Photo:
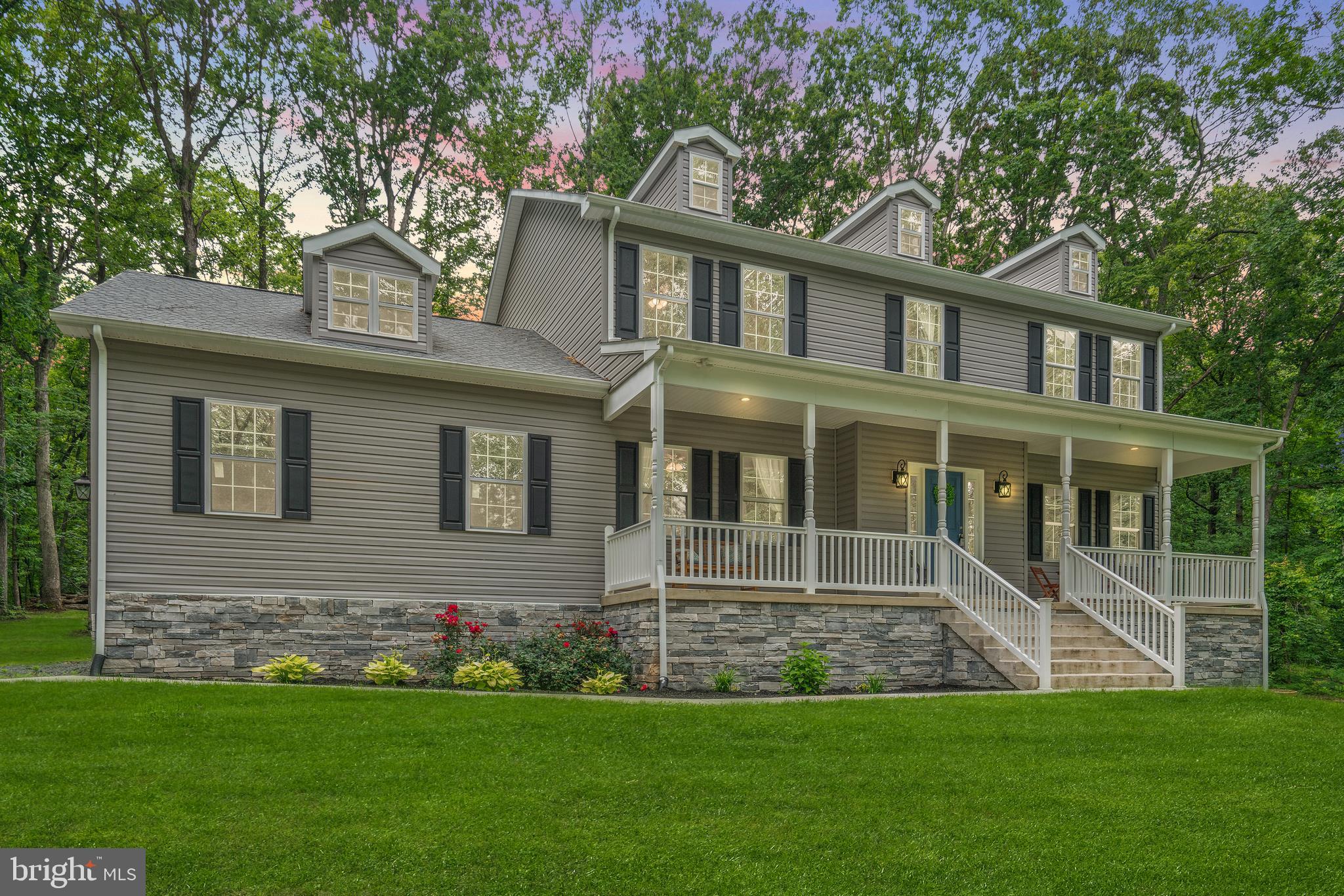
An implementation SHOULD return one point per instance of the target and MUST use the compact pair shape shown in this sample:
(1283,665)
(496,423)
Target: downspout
(656,529)
(1260,562)
(100,596)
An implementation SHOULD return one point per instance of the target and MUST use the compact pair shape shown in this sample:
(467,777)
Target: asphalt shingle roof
(237,311)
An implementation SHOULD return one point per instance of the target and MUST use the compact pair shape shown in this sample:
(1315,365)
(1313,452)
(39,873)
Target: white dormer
(368,284)
(1063,262)
(898,222)
(692,173)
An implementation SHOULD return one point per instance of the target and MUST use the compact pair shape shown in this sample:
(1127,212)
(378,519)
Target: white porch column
(656,537)
(1066,516)
(809,518)
(1166,478)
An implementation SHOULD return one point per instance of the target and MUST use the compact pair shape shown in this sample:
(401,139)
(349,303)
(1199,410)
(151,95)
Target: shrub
(604,683)
(488,675)
(564,657)
(724,680)
(873,684)
(387,669)
(805,670)
(288,669)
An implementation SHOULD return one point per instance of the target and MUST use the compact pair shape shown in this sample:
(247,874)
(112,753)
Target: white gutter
(100,484)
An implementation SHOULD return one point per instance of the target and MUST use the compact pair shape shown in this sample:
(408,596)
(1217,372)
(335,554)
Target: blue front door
(956,504)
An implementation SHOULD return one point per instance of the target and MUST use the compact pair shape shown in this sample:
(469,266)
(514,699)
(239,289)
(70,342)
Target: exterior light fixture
(900,476)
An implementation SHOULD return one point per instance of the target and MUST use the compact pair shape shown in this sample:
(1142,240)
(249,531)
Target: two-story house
(721,438)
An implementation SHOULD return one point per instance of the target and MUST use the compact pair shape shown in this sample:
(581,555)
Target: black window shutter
(1150,523)
(1150,377)
(627,484)
(730,304)
(797,316)
(895,332)
(1035,359)
(1102,390)
(188,456)
(538,484)
(452,478)
(627,291)
(1083,518)
(952,343)
(702,298)
(296,473)
(702,484)
(1102,507)
(1035,519)
(1085,355)
(797,488)
(730,469)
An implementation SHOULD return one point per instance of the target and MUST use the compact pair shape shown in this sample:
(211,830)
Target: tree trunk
(42,468)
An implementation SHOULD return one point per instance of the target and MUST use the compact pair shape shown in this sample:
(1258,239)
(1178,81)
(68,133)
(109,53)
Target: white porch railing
(629,558)
(1014,620)
(877,562)
(1143,621)
(1195,578)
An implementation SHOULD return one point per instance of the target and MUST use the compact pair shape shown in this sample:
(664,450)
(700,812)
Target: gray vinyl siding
(374,491)
(375,257)
(753,437)
(1087,474)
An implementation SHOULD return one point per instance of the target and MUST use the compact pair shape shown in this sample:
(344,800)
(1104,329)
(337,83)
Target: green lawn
(45,637)
(240,789)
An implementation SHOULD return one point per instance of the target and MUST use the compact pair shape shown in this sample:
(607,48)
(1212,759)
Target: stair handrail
(1168,640)
(1022,628)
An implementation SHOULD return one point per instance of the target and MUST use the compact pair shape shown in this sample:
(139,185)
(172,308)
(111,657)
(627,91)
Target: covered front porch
(906,488)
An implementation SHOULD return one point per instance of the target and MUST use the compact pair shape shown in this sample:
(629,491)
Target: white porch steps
(1083,655)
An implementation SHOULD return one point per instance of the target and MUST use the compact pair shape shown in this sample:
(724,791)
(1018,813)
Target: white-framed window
(665,289)
(706,183)
(243,458)
(1053,516)
(496,488)
(764,310)
(1127,373)
(912,232)
(765,489)
(677,481)
(1060,361)
(1127,520)
(924,339)
(1080,270)
(368,302)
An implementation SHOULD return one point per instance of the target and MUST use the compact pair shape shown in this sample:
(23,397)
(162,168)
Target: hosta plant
(604,682)
(289,669)
(488,675)
(387,669)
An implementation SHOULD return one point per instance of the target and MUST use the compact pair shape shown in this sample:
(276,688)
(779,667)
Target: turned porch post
(809,518)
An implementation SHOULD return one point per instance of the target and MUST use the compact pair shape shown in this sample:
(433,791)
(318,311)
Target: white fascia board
(1054,239)
(509,238)
(843,258)
(342,356)
(378,230)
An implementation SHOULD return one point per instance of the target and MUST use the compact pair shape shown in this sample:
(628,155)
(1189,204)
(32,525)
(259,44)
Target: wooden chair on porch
(1047,587)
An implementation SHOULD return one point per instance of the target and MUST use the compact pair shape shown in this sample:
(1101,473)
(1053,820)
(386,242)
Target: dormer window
(368,302)
(1080,270)
(912,232)
(706,183)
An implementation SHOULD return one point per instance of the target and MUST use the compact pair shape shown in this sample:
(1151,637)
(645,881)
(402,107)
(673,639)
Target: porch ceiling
(699,383)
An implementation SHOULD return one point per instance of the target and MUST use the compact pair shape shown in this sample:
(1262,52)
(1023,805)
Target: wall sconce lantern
(900,478)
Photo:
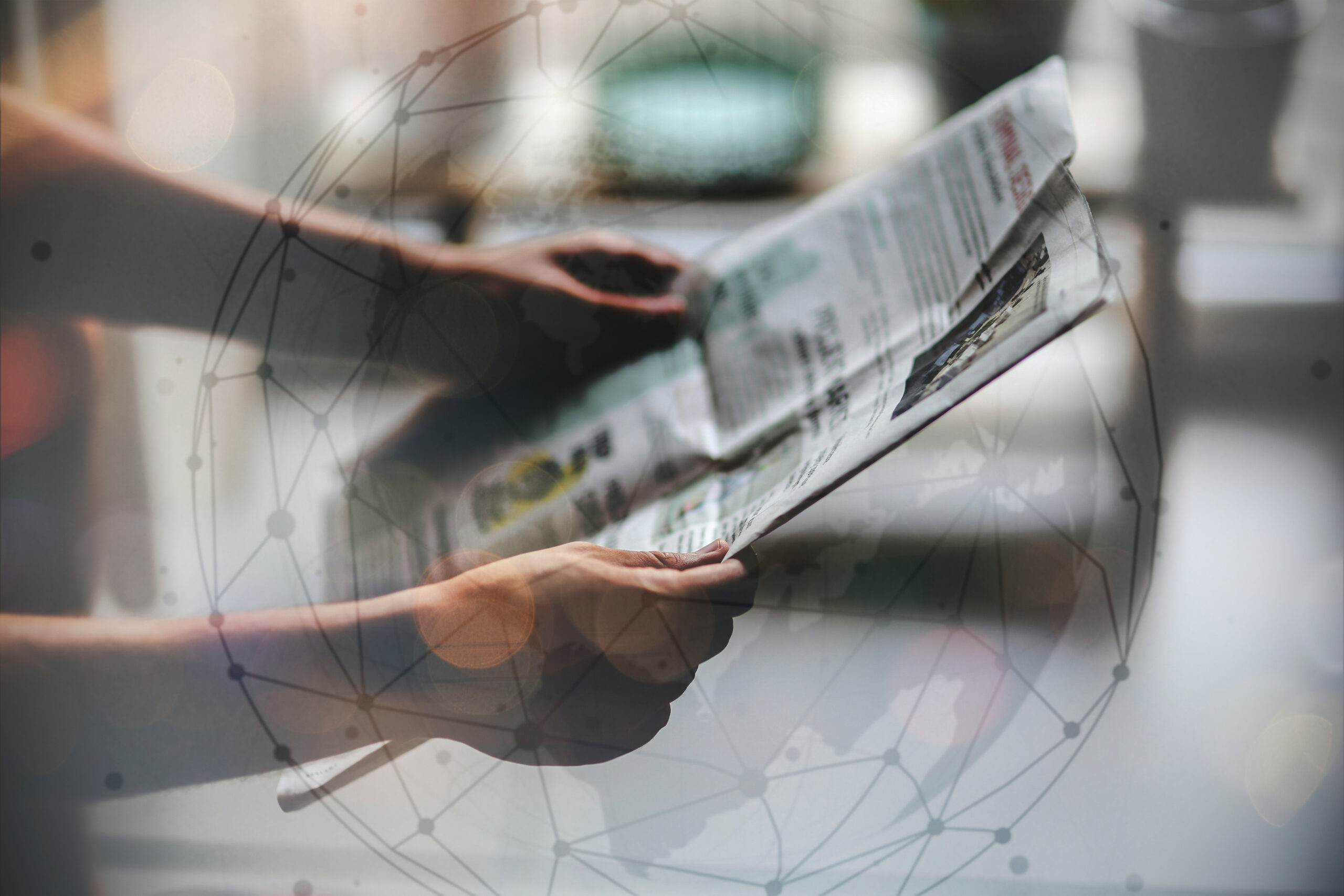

= = =

Pull out every line above that contains the word "window", and copy each one in full.

▶ **EXPECTED OUTPUT**:
Target: black window shutter
Target: white-framed window
Target: dormer window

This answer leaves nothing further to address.